■ Exercise task 1: Output the court opinion excerpt on the wrongful death appeal in full, word for word.

■ Excerpted passage:
******************************

On Appeal from the United States District Court for the Eastern District of Pennsylvania, D.C. Civil No. 87-5462.

Author: Higginbotham


This wrongful death action concerns a young migrant farm worker who died in an agricultural accident. The trial judge refused to permit the plaintiff's farm safety expert to testify regarding the safety practices a reasonable and prudent farmer would follow, and the plaintiff appeals that ruling. We review an evidentiary ruling of the district court for abuse of discretion. In re Japanese Electronic Products, 723 F.2d 238, 260 (3d Cir. 1983), rev'd on other grounds, Matsushita Electric Industrial Co., Ltd. v. Zenith Radio Corp., 475 U.S. 574, 89 L. Ed. 2d 538, 106 S. Ct. 1348 (1986).

In our review, "[error] may not be predicated upon a ruling which admits or excludes evidence unless a substantial right of the party is affected . . ." Fed.R.Evid. 103(a).


The facts of this case as recounted below are simple and essentially undisputed. On the day of his death, Sylvestre Garcia, Jr. ("Garcia"), age 14, was working on the farm of Douglas Trumbower as a "dumper," a person who stands on the back of a flat-bed truck and dumps tomatoes picked by others into bins. Appellant's Appendix ("App.") at 37, 91.

At the time of the fatal accident, the tomato picking operation was moving from one tomato field to another, through an apple orchard, and Garcia was standing on the flat-bed truck as it went. App. at 88-89, 91-92. Ord Trumbower, the father of Douglas Trumbower, owner of the farm that his son leased and allegedly his son's agent, knew that dumpers sometimes rode between fields standing on trucks. On the day of the accident Ord Trumbower drove through the orchard, aware that a flat-bed truck was behind him. App. at 22-23, 50-51, 54-58, 84-86. No one saw the accident. A few moments after the flat-bed truck drove into the orchard, Garcia lay unconscious on the ground, under the damaged branch of an apple tree; he died almost immediately thereafter. App. at 95-97.

******************************

■ Entries:
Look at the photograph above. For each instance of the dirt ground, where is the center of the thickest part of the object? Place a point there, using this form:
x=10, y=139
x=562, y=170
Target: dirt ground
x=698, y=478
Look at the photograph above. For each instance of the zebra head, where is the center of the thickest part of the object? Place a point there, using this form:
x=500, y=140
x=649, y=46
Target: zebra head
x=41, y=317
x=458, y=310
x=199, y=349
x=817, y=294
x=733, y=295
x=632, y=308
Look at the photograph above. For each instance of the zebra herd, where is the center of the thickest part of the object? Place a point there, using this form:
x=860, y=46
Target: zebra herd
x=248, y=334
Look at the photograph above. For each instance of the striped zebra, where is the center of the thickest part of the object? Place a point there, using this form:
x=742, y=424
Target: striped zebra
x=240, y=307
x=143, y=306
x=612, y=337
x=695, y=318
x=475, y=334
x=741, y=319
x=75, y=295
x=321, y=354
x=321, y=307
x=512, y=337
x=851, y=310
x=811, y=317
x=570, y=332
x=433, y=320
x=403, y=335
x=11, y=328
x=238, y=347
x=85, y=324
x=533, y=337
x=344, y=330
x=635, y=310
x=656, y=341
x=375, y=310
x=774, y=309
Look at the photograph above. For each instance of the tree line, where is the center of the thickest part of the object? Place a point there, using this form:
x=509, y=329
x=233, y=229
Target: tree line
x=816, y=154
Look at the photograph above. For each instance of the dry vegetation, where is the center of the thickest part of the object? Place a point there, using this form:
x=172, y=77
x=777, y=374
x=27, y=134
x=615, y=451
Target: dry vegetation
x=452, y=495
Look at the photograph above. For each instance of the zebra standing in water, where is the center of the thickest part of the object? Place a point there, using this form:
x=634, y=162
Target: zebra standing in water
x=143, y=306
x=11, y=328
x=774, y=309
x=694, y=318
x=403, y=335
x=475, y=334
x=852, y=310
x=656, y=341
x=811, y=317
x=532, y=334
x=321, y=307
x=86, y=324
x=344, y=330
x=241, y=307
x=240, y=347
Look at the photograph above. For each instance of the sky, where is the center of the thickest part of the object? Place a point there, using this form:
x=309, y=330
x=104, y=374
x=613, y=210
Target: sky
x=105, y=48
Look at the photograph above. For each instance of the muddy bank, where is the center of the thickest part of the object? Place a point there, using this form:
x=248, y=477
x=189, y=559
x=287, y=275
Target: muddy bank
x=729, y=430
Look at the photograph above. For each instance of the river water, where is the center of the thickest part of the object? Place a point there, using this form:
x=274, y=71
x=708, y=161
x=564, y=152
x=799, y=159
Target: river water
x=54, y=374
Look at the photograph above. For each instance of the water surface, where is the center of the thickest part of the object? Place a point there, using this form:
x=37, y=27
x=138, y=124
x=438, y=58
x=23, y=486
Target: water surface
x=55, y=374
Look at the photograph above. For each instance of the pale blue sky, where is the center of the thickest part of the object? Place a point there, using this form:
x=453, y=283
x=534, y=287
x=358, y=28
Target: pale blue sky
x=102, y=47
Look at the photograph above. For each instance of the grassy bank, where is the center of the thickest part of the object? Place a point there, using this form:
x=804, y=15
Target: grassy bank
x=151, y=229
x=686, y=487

******************************

■ Exercise task 2: Format the lines of the records starting at the line containing "Look at the photograph above. For each instance of the muddy" and ending at the line containing "x=54, y=374", both included, as a JSON list of strings with one string per line and blank lines omitted.

■ Expected answer 1:
On Appeal from the United States District Court for the Eastern District of Pennsylvania, D.C. Civil No. 87-5462.

Author: Higginbotham


This wrongful death action concerns a young migrant farm worker who died in an agricultural accident. The trial judge refused to permit the plaintiff's farm safety expert to testify regarding the safety practices a reasonable and prudent farmer would follow, and the plaintiff appeals that ruling. We review an evidentiary ruling of the district court for abuse of discretion. In re Japanese Electronic Products, 723 F.2d 238, 260 (3d Cir. 1983), rev'd on other grounds, Matsushita Electric Industrial Co., Ltd. v. Zenith Radio Corp., 475 U.S. 574, 89 L. Ed. 2d 538, 106 S. Ct. 1348 (1986).

In our review, "[error] may not be predicated upon a ruling which admits or excludes evidence unless a substantial right of the party is affected . . ." Fed.R.Evid. 103(a).


The facts of this case as recounted below are simple and essentially undisputed. On the day of his death, Sylvestre Garcia, Jr. ("Garcia"), age 14, was working on the farm of Douglas Trumbower as a "dumper," a person who stands on the back of a flat-bed truck and dumps tomatoes picked by others into bins. Appellant's Appendix ("App.") at 37, 91.

At the time of the fatal accident, the tomato picking operation was moving from one tomato field to another, through an apple orchard, and Garcia was standing on the flat-bed truck as it went. App. at 88-89, 91-92. Ord Trumbower, the father of Douglas Trumbower, owner of the farm that his son leased and allegedly his son's agent, knew that dumpers sometimes rode between fields standing on trucks. On the day of the accident Ord Trumbower drove through the orchard, aware that a flat-bed truck was behind him. App. at 22-23, 50-51, 54-58, 84-86. No one saw the accident. A few moments after the flat-bed truck drove into the orchard, Garcia lay unconscious on the ground, under the damaged branch of an apple tree; he died almost immediately thereafter. App. at 95-97.

■ Expected answer 2:
[
  "Look at the photograph above. For each instance of the muddy bank, where is the center of the thickest part of the object? Place a point there, using this form:",
  "x=248, y=477",
  "x=189, y=559",
  "x=287, y=275",
  "Target: muddy bank",
  "x=729, y=430",
  "Look at the photograph above. For each instance of the river water, where is the center of the thickest part of the object? Place a point there, using this form:",
  "x=274, y=71",
  "x=708, y=161",
  "x=564, y=152",
  "x=799, y=159",
  "Target: river water",
  "x=54, y=374"
]